SOURCE DATA
-- Start --

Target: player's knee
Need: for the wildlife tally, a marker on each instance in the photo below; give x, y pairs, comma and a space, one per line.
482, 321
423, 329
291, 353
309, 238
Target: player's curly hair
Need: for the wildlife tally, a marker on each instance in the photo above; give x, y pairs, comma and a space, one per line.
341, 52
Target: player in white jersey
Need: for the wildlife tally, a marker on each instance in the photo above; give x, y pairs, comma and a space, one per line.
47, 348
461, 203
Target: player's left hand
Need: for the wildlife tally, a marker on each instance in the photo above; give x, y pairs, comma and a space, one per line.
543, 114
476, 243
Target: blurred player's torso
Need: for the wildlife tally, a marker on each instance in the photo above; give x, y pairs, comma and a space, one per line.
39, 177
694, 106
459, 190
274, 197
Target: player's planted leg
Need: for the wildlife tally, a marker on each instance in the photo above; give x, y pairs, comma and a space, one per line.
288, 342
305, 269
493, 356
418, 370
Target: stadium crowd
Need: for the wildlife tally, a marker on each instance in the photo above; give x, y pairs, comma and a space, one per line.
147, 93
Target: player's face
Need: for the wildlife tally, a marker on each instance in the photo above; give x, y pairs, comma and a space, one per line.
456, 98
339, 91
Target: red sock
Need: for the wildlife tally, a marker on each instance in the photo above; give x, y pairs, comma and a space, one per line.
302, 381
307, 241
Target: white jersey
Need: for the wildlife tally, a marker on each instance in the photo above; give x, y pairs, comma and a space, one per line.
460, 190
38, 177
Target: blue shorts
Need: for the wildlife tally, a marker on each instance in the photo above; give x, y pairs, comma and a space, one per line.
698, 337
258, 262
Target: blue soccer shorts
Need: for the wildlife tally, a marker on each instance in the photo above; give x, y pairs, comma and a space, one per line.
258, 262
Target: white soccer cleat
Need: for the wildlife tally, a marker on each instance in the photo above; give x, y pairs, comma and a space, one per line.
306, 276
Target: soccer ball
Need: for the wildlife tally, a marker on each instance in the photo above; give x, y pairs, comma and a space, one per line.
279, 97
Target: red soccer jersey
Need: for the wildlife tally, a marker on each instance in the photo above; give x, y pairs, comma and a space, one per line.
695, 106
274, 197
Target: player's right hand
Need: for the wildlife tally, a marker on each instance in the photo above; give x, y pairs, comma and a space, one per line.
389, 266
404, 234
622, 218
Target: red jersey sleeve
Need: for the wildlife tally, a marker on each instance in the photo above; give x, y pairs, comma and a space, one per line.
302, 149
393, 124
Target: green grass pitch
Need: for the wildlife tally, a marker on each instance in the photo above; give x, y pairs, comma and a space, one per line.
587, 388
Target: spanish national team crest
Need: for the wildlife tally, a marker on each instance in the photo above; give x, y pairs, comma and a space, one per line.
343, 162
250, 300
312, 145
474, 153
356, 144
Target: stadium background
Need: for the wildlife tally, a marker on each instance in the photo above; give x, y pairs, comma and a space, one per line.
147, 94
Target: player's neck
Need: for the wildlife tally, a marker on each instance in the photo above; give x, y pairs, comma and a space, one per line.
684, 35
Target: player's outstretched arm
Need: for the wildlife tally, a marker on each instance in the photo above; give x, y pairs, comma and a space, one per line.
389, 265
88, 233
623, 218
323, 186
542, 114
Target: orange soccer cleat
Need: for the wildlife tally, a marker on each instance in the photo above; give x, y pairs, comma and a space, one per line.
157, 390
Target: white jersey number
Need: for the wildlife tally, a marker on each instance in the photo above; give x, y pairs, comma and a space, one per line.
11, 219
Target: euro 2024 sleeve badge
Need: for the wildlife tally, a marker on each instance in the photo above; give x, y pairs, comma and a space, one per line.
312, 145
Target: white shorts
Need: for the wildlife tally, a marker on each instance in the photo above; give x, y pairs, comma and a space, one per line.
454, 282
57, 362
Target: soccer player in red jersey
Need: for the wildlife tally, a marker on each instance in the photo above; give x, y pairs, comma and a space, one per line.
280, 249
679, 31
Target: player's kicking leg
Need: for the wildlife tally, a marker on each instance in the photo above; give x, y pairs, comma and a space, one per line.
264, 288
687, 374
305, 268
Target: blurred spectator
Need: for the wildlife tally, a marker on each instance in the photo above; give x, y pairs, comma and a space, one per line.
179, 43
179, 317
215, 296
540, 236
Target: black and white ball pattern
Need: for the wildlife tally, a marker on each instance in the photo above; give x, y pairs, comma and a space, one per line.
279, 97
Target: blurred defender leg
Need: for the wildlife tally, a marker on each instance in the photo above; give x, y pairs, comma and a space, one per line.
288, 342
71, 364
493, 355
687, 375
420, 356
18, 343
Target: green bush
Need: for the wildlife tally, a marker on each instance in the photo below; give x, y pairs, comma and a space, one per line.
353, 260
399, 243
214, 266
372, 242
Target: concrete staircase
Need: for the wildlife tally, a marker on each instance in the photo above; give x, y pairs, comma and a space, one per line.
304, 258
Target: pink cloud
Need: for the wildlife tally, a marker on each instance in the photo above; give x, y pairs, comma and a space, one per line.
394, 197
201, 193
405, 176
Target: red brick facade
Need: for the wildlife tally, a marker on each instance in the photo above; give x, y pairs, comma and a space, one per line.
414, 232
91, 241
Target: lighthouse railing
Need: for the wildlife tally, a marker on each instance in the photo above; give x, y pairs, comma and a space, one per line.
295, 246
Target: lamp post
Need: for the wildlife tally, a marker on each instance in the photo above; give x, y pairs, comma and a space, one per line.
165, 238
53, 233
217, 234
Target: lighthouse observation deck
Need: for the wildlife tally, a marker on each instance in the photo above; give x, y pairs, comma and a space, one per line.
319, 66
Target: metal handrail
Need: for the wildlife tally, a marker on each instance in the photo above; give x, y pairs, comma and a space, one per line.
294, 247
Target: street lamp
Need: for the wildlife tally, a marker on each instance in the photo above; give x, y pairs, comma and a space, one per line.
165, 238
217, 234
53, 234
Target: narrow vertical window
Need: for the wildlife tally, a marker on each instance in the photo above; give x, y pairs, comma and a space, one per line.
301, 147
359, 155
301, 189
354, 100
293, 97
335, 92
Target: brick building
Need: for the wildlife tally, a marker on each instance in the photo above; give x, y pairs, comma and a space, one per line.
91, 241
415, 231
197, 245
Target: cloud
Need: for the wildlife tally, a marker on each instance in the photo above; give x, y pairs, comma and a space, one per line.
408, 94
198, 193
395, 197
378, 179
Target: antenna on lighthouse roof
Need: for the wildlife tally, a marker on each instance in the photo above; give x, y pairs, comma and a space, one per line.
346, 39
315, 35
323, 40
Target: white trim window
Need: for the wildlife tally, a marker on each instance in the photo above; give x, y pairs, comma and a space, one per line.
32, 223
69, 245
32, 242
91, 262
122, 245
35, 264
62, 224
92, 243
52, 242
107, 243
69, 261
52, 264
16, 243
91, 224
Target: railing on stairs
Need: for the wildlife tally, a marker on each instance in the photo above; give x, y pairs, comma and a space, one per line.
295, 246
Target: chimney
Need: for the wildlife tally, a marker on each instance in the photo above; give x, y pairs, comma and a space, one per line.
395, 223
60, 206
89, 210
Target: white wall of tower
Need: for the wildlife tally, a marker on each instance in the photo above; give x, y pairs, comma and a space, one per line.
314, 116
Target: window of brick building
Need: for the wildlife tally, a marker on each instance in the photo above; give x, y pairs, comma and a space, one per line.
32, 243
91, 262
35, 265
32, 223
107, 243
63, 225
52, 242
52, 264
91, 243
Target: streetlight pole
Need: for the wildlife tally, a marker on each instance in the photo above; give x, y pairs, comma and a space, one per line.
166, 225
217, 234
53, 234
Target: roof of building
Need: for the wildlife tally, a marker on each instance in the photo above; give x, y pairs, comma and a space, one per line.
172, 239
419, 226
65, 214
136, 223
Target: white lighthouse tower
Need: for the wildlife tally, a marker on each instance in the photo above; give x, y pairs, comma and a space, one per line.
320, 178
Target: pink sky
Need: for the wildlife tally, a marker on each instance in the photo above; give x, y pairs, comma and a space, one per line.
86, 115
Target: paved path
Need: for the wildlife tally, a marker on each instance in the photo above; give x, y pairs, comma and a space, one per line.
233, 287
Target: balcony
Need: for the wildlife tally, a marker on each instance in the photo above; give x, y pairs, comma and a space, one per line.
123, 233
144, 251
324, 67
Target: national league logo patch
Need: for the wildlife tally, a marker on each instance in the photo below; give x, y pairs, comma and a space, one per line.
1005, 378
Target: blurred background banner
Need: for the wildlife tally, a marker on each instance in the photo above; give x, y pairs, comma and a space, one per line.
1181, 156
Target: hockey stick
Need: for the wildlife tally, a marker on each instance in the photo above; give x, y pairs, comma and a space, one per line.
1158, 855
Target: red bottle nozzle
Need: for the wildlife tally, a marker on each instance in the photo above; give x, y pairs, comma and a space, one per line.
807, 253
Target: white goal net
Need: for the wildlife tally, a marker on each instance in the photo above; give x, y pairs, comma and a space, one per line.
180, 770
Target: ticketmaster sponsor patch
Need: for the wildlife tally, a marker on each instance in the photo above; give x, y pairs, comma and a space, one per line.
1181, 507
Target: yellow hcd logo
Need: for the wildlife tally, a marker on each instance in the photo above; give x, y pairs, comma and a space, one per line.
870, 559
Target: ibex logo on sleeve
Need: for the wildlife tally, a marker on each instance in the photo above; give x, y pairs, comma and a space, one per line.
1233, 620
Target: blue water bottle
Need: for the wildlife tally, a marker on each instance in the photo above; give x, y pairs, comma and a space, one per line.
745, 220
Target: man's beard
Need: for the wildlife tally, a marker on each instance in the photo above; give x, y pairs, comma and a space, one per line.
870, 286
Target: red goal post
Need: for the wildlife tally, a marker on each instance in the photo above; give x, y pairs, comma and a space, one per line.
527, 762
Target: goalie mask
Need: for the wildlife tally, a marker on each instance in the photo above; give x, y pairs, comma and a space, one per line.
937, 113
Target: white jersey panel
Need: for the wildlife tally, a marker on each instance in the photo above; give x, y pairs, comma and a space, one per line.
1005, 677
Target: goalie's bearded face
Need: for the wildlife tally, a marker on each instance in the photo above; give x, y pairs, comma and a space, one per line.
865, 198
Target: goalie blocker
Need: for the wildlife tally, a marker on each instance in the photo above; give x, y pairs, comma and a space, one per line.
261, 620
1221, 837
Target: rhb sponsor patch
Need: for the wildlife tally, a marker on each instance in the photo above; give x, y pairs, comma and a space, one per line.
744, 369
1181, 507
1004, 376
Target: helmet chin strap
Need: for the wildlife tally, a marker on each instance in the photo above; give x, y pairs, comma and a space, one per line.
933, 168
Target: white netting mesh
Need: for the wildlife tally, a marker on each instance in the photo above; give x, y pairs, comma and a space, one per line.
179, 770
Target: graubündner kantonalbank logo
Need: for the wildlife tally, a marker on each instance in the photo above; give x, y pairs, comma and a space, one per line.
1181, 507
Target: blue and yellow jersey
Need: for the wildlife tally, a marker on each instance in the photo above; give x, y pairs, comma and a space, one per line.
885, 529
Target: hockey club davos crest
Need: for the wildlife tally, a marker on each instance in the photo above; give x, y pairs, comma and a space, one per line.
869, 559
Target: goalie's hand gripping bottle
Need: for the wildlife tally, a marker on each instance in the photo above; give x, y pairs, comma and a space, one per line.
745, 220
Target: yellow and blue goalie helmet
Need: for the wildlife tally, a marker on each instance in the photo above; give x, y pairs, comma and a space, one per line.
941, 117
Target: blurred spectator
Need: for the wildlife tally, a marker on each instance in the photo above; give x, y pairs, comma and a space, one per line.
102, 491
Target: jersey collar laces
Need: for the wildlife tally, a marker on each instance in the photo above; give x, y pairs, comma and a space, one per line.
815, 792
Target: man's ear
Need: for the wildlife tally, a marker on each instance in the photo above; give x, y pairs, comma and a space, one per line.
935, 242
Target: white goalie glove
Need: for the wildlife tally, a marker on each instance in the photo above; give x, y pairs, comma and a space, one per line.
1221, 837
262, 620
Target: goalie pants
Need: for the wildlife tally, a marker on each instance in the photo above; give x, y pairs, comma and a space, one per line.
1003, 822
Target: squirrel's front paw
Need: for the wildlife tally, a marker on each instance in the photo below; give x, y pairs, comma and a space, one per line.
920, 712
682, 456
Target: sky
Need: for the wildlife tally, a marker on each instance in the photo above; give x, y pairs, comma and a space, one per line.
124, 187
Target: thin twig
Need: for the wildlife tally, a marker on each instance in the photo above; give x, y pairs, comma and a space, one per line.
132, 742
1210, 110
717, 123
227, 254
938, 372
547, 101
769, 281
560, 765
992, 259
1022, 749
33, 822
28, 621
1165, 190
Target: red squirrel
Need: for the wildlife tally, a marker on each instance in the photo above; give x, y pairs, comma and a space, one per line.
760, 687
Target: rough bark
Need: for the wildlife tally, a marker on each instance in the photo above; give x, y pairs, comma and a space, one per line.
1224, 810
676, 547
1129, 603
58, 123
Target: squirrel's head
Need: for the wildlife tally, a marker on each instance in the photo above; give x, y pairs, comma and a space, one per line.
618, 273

-- End --

YOUR TASK
Your task is to write out the lines from the one with "Target: jersey collar laces" through the end of the records, exactly and with nothing added.

RESPONSE TO THE EXERCISE
Target: jersey collar laces
Need: for the wildlife tally, a marker on each instance in the photo above; give x, y pairs, comma and a space, one per line.
815, 792
Target: man's ear
Need: for the wildlife tally, a marker on each instance in the photo above; give x, y pairs, comma and a space, one per line.
935, 242
Target: white goalie glove
Need: for the wildlife tally, a marker on each instance in the photo above; give x, y pairs, comma and a space, one per line.
1221, 837
262, 620
Target: goalie pants
Need: for the wildlife tally, a marker on each instance in the photo above; give x, y pairs, comma and a space, one per line.
1003, 822
Target: squirrel's front paw
Need: for the wildlife tally, a marker on each instance in the photo below; give x, y pairs, comma and a space, one per line.
920, 712
682, 456
Target: sky
Need: for the wildlife tally, a marker on each instance in the photo above; give x, y pairs, comma and a space, one per line.
124, 187
Target: thin twig
Need: for the wildlife tally, a marker on each instance in the photo above; give x, y pairs, comma and a space, one per line.
132, 742
1210, 110
717, 123
227, 254
938, 372
547, 101
769, 281
560, 765
992, 259
1022, 749
33, 822
28, 621
1165, 190
Target: red squirrel
Need: for the wildlife tally, a marker on each instance in the photo above; give x, y pairs, comma and a space, one per line.
760, 687
Target: rough bark
Need: for the wildlife tally, a marker on each instance in the photo above; give x, y pairs, comma and a space, one per line.
1224, 810
676, 547
1129, 603
58, 123
Target: squirrel's head
Need: for the wildlife tally, a marker on each instance in the photo above; give x, y pairs, comma and a space, one per line.
618, 273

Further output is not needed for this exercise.